▶ What is required
Reproduce the whole listing, keeping every character the same.

Start of Block

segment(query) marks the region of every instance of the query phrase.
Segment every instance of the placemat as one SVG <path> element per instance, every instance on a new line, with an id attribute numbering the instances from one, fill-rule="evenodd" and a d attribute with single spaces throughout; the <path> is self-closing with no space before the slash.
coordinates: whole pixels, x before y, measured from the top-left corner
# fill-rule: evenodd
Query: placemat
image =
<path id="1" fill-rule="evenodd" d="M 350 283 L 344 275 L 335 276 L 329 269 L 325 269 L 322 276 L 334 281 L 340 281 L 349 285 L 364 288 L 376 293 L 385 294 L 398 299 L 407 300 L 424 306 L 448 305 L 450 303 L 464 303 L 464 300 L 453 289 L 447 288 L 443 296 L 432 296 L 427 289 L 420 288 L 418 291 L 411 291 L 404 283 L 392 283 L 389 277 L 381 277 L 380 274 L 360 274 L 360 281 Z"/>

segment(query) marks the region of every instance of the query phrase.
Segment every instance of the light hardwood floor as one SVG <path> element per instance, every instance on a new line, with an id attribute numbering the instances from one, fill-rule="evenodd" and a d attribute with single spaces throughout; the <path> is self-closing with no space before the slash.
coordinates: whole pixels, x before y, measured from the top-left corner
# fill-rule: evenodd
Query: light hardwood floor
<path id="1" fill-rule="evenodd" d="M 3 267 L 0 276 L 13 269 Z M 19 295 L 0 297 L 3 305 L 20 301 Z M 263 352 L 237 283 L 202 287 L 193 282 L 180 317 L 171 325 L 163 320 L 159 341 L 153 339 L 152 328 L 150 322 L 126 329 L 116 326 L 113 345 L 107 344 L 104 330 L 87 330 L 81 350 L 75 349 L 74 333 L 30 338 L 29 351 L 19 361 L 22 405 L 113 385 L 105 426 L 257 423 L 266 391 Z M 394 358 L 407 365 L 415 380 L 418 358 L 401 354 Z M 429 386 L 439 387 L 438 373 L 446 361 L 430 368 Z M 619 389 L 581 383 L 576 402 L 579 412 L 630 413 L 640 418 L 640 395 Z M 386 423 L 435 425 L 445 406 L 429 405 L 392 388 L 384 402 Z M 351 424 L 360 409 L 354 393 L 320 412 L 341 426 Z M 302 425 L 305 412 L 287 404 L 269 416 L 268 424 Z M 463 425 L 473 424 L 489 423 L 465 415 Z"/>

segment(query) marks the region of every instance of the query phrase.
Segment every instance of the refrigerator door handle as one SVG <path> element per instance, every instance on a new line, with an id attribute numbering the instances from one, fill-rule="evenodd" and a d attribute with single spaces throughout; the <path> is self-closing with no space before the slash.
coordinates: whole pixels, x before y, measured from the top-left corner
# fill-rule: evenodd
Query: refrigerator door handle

End of Block

▶ Answer space
segment(query) marks the region of every instance of the query phrase.
Segment every instance of the placemat as one SVG <path> element per instance, every instance on a new line, with an id attribute numbering the instances from one, fill-rule="evenodd" and a d attribute with single spaces throughout; the <path> is self-closing with no space before the slash.
coordinates: whole pixels, x before y, measured from the top-left corner
# fill-rule: evenodd
Query: placemat
image =
<path id="1" fill-rule="evenodd" d="M 350 283 L 344 275 L 335 276 L 329 269 L 325 269 L 322 276 L 334 281 L 340 281 L 349 285 L 364 288 L 376 293 L 385 294 L 398 299 L 407 300 L 424 306 L 448 305 L 450 303 L 464 303 L 464 300 L 453 289 L 447 288 L 443 296 L 432 296 L 427 289 L 420 288 L 418 291 L 411 291 L 404 283 L 392 283 L 389 277 L 381 277 L 380 274 L 360 274 L 360 281 Z"/>

segment(query) marks the region of every instance of the query phrase.
Segment every instance of the light hardwood floor as one SVG <path> element per instance, every instance on a new line, with an id attribute numbering the instances from one, fill-rule="evenodd" and a d attribute with single spaces throughout; the <path> is self-closing with no space before the slash.
coordinates: whole pixels, x before y, measured from the top-left corner
# fill-rule: evenodd
Query: light hardwood floor
<path id="1" fill-rule="evenodd" d="M 3 267 L 0 276 L 13 269 Z M 19 295 L 0 297 L 3 305 L 20 301 Z M 263 352 L 237 283 L 202 287 L 193 282 L 180 317 L 171 325 L 163 320 L 159 341 L 153 339 L 152 328 L 150 322 L 126 329 L 116 326 L 113 345 L 107 344 L 104 330 L 87 330 L 81 350 L 75 349 L 74 333 L 30 338 L 29 351 L 19 361 L 22 405 L 113 385 L 105 426 L 257 423 L 266 391 Z M 394 358 L 407 365 L 415 380 L 418 358 L 401 354 Z M 429 386 L 439 387 L 438 373 L 446 361 L 430 368 Z M 619 389 L 581 383 L 576 402 L 579 412 L 630 413 L 640 418 L 640 395 Z M 386 423 L 435 425 L 445 406 L 429 405 L 392 388 L 384 402 Z M 351 424 L 360 409 L 354 393 L 320 412 L 341 426 Z M 302 425 L 305 412 L 287 404 L 269 416 L 268 424 Z M 463 425 L 473 424 L 489 423 L 465 415 Z"/>

segment(query) marks the region of every instance of the query phrase.
Segment every instance of the refrigerator door handle as one SVG <path> element per instance, every instance on a new line, with an id attribute numbering the instances from one, fill-rule="evenodd" and a d attribute with single spaces throughout; the <path> is self-closing with no space before the slash.
coordinates: whole pixels, x before y, measured from the top-left corner
# fill-rule: evenodd
Query: refrigerator door handle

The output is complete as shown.